__REQUIRED WORK__
Once the pictures are set aside, output all the records exactly.
RECORDS PROVIDED below:
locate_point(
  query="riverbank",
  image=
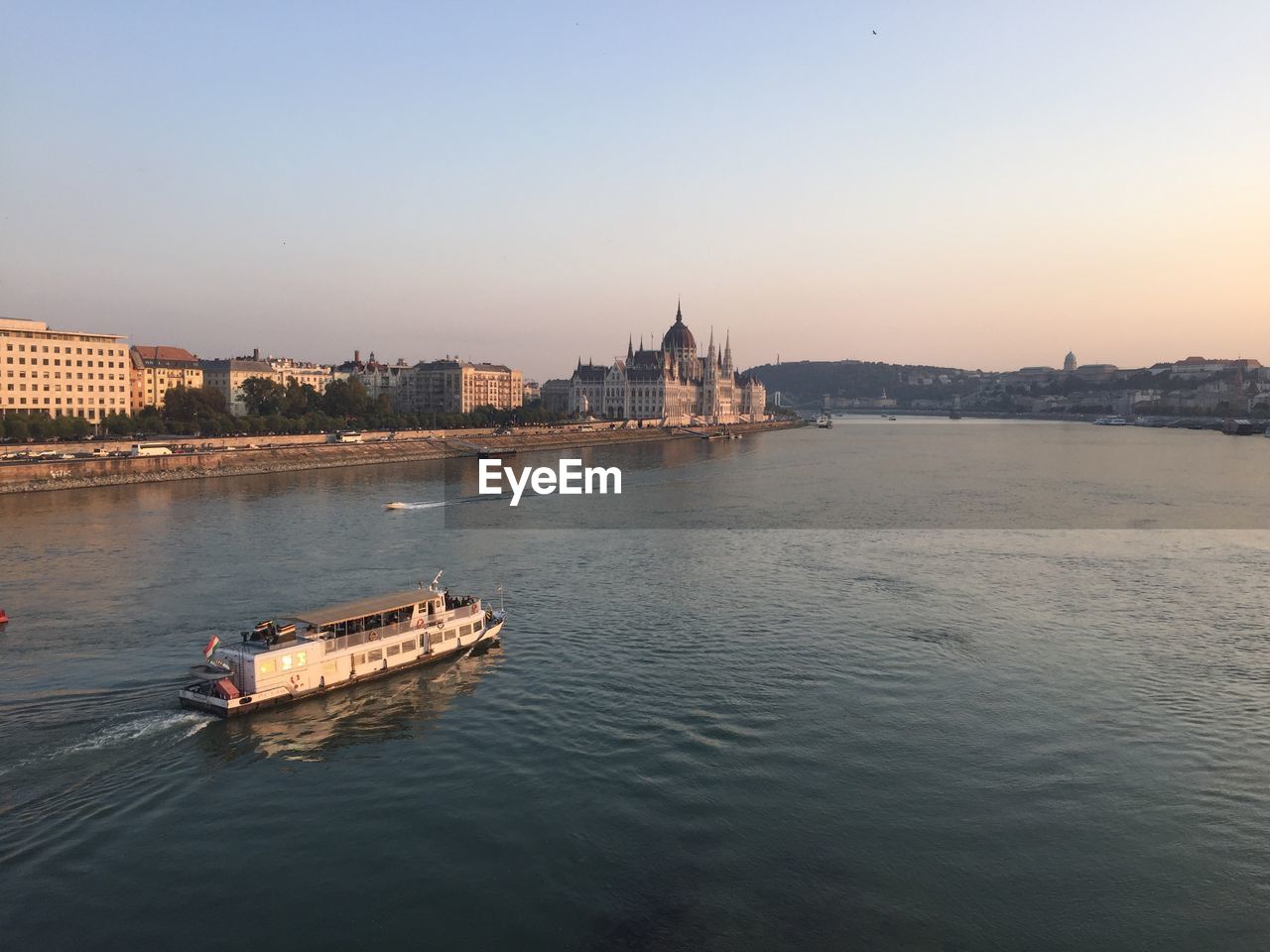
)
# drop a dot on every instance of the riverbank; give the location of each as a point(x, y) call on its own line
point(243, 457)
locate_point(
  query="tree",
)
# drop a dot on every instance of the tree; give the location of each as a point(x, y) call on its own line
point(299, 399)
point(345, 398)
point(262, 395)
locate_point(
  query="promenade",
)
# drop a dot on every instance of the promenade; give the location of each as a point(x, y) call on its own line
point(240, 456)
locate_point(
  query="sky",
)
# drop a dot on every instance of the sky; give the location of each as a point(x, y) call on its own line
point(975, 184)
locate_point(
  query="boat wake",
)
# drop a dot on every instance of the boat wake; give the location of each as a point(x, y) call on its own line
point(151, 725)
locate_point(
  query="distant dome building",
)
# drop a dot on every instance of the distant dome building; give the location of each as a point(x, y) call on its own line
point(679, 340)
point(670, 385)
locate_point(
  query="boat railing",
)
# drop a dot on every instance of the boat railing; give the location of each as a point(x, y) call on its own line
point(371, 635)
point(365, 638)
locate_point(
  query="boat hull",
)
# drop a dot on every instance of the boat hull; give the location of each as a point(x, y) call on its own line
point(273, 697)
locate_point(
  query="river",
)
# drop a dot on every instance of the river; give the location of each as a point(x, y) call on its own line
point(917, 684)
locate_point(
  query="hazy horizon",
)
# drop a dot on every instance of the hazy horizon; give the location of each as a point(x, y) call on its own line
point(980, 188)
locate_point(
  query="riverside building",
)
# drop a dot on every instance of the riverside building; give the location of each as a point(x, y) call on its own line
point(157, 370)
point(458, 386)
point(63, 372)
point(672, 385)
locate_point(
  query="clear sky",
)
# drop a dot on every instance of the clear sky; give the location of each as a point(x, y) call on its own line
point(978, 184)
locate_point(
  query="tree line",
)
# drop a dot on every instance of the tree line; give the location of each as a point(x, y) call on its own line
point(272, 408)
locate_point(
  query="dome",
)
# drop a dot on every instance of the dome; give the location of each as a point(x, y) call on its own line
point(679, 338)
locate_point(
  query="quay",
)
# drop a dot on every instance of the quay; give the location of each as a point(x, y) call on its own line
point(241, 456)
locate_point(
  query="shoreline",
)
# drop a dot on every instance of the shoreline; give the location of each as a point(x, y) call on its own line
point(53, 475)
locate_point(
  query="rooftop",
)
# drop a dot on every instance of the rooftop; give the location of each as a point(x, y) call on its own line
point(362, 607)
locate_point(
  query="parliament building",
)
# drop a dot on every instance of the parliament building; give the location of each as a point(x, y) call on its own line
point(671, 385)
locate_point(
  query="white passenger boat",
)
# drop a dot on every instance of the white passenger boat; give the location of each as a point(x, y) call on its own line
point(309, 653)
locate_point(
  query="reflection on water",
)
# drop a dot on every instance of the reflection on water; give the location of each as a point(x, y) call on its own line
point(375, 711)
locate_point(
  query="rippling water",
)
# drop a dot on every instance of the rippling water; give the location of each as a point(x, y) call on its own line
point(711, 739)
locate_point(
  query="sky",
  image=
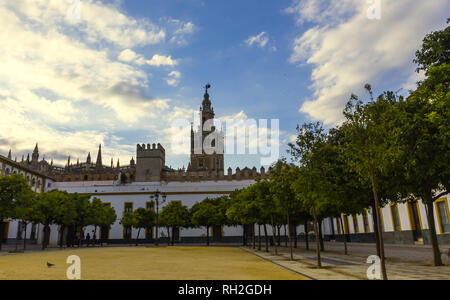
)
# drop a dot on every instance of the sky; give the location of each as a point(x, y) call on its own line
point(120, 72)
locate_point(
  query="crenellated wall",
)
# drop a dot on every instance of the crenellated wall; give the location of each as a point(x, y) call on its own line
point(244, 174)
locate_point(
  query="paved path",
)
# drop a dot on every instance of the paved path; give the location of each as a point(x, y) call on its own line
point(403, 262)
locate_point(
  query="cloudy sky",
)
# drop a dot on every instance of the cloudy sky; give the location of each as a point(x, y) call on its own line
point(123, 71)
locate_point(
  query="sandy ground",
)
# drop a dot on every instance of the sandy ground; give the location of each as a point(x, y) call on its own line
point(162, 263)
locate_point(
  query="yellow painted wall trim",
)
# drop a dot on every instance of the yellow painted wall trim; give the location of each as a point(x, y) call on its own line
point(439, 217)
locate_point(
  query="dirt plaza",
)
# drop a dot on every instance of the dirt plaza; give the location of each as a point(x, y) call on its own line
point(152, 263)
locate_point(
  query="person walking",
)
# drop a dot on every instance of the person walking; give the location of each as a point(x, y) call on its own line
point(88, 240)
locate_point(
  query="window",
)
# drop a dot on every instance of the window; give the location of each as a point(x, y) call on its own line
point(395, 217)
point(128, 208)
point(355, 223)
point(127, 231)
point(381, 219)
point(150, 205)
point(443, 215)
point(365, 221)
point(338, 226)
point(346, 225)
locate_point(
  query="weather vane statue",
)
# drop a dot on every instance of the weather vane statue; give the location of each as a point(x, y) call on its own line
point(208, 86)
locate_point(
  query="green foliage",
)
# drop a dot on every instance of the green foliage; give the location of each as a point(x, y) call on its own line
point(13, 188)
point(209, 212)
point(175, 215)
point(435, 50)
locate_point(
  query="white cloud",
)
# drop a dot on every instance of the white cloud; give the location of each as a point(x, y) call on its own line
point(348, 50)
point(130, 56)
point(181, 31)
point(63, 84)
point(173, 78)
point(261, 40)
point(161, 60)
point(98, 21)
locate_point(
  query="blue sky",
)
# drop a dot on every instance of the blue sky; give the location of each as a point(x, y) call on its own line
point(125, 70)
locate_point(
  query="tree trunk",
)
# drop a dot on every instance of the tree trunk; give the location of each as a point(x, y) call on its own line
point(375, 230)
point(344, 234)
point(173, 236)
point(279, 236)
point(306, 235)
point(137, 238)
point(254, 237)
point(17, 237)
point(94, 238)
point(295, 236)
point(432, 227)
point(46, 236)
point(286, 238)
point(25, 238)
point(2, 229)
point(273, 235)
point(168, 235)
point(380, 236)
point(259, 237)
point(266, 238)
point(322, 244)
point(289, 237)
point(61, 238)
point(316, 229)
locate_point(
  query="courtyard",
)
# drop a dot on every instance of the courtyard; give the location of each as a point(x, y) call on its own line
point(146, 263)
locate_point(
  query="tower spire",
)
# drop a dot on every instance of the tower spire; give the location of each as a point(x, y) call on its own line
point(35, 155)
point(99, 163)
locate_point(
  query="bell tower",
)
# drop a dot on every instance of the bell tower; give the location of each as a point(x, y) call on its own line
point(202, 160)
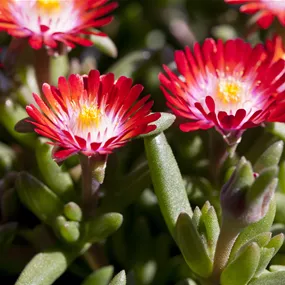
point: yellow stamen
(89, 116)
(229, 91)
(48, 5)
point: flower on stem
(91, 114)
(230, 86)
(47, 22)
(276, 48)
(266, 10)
End of RECORDS PROVIDED.
__RESPONSE FOR THIS EXERCISE__
locate_point(
  query="riverbank",
  image=
)
# drop a dot on every instance of the riverbank; give the location of each as a point(x, y) call on its own line
point(243, 457)
locate_point(
  query="tree",
)
# drop a dot on every instance of the tree; give the location of each as a point(x, y) call on its own line
point(299, 399)
point(345, 398)
point(262, 395)
locate_point(
  query="promenade",
)
# drop a dot on every instance of the promenade; give the location of each as a point(x, y) call on its own line
point(240, 456)
locate_point(
  query="sky",
)
# drop a dot on every instance of the sky; give the location of each as a point(x, y) call on its own line
point(975, 184)
locate_point(
  query="boat wake",
)
# drop a dot on every instance of the boat wake; give the location of each as a point(x, y) call on its own line
point(151, 725)
locate_point(
  query="distant dome building",
)
# drop a dot on every instance of the distant dome building; give the location of each as a point(x, y) call on its own line
point(679, 340)
point(670, 385)
locate_point(
  query="boat railing",
)
# drop a dot on every instance of the boat railing; give the location of each as a point(x, y) call on its own line
point(371, 635)
point(365, 638)
locate_point(
  query="boat hull",
)
# drop a dot on every instance of the boat hull; give the location of each as a point(x, y) call on its own line
point(273, 697)
locate_point(
  query="river",
)
# drop a dot on every instance of the river; give the location of each as a point(x, y) call on its own line
point(917, 684)
locate_point(
  query="hazy horizon",
)
# drop a dot on every instance of the hazy horizon; give the location of each as a point(x, y) call on its own line
point(980, 188)
locate_point(
  query="riverside building",
)
# drop a dot on every instance of the riverside building; give the location of each as a point(x, y) call on its own line
point(157, 370)
point(458, 386)
point(63, 372)
point(672, 385)
locate_point(
  query="clear sky",
)
# drop a dot on every instance of the clear sky; give the location of each as a point(x, y) call on its own line
point(978, 184)
locate_point(
  query="tree line",
)
# drop a dot on every instance of the tree line; give the location of each as a point(x, y) call on its own line
point(272, 408)
locate_point(
  query="dome",
)
# drop a dot on every instance of the dome; give the location of each as a point(x, y) call on its own line
point(679, 338)
locate_point(
  query="quay",
)
# drop a dot on every instance of the quay; give the location of each as a point(x, y) call on its own line
point(241, 456)
locate_point(
  query="shoreline",
)
# drop a dot on every instance of the shoreline; give the location of each as a point(x, y) call on its own line
point(53, 475)
locate_point(
  query="rooftop",
)
# drop a dot on every instance of the rooftop; give the location of each as a point(x, y) call on its own line
point(362, 607)
locate_point(
  query="parliament building",
)
# drop a dot on every instance of the parliament building; give the location of each as a point(x, y) call on its own line
point(671, 385)
locate_point(
  query="white passenger boat",
)
# drop a dot on every instance of the white passenger boat; give the location of each as a point(x, y) call on its own line
point(309, 653)
locate_point(
  query="reflection on water",
)
# drop a dot on every instance of the reflection on water; give the location of each as a point(x, y) call on its own line
point(375, 711)
locate_point(
  query="rippling water",
)
# drop a dot on every instance of the rippling water; give the location of each as a point(x, y) call on its own line
point(711, 739)
locate_point(
  query="sky",
  image=
)
# drop a dot on every instance of the sky; give the location of each as a point(x, y) call on its own line
point(120, 72)
locate_point(
  query="crenellated wall",
)
# drop a dot on every instance of the crenellated wall; give the location of each as a point(x, y) call on its own line
point(244, 174)
locate_point(
  query="paved path",
)
# drop a dot on every instance of the paved path; give the location of each as a point(x, y) call on its own line
point(403, 262)
locate_point(
  query="cloudy sky",
)
# drop a dot on every instance of the cloudy sky; give the location of each as a point(x, y) call on its own line
point(123, 71)
locate_point(
  query="sandy ground",
)
# drop a dot on every instance of the sandy ground; give the location of each as a point(x, y) call on its own line
point(162, 263)
locate_point(
  query="yellow painted wall trim",
)
# drop a dot on every instance of the yellow painted wall trim; give the location of each as a point(x, y) call on its own line
point(439, 217)
locate_point(
  query="dirt plaza",
)
# drop a dot on every instance of the dirt plaza; give the location of each as a point(x, y) call on its own line
point(152, 263)
locate_point(
  query="person walking",
)
# drop a dot on every instance of the person walking; give the location of each as a point(x, y) call on its own line
point(88, 240)
locate_point(
  query="window",
)
# drop a dot on every instance of the window; give the location of each as a point(x, y) call on its own line
point(395, 217)
point(128, 208)
point(355, 223)
point(127, 231)
point(381, 219)
point(150, 205)
point(443, 215)
point(365, 221)
point(338, 226)
point(346, 225)
locate_point(
  query="weather vane statue",
)
# drop a dot on every instance of the weather vane statue; give the location of each as a point(x, y) call on its own line
point(208, 86)
locate_point(
  query="green foliage",
)
# drop a dot on every instance of the green foliage; give the location of each as a point(x, y) call on its own line
point(13, 188)
point(209, 212)
point(175, 215)
point(435, 50)
locate_point(
  query="white cloud",
)
# drop a dot on every instance of the white cloud; give the location of each as a point(x, y) call on its own line
point(348, 50)
point(130, 56)
point(181, 31)
point(63, 84)
point(173, 78)
point(261, 40)
point(161, 60)
point(98, 21)
locate_point(
  query="blue sky",
)
# drop a dot on every instance of the blue sky; give the location of each as a point(x, y) call on its own line
point(125, 70)
locate_point(
  query="tree trunk",
)
# drop a dot on every instance of the tree trunk; give the location of each as a point(x, y) call on its own line
point(375, 230)
point(344, 234)
point(173, 236)
point(279, 236)
point(306, 235)
point(137, 238)
point(254, 237)
point(17, 237)
point(94, 238)
point(295, 236)
point(432, 227)
point(46, 236)
point(286, 238)
point(25, 238)
point(2, 229)
point(273, 235)
point(168, 235)
point(380, 236)
point(259, 237)
point(266, 238)
point(322, 244)
point(289, 237)
point(61, 238)
point(316, 229)
locate_point(
  query="courtyard",
)
# drop a dot on every instance of the courtyard; give the location of each as a point(x, y) call on its own line
point(146, 263)
locate_point(
  query="tower spire",
)
# drop a dot on every instance of the tower spire; give the location of each as a point(x, y) call on its own line
point(35, 155)
point(99, 163)
locate_point(
  query="bell tower",
)
# drop a dot on every instance of the bell tower; give the location of each as a point(x, y) call on its own line
point(202, 160)
point: yellow stamen
(89, 116)
(229, 91)
(48, 5)
point: flower on stem
(91, 114)
(230, 86)
(47, 22)
(276, 48)
(266, 10)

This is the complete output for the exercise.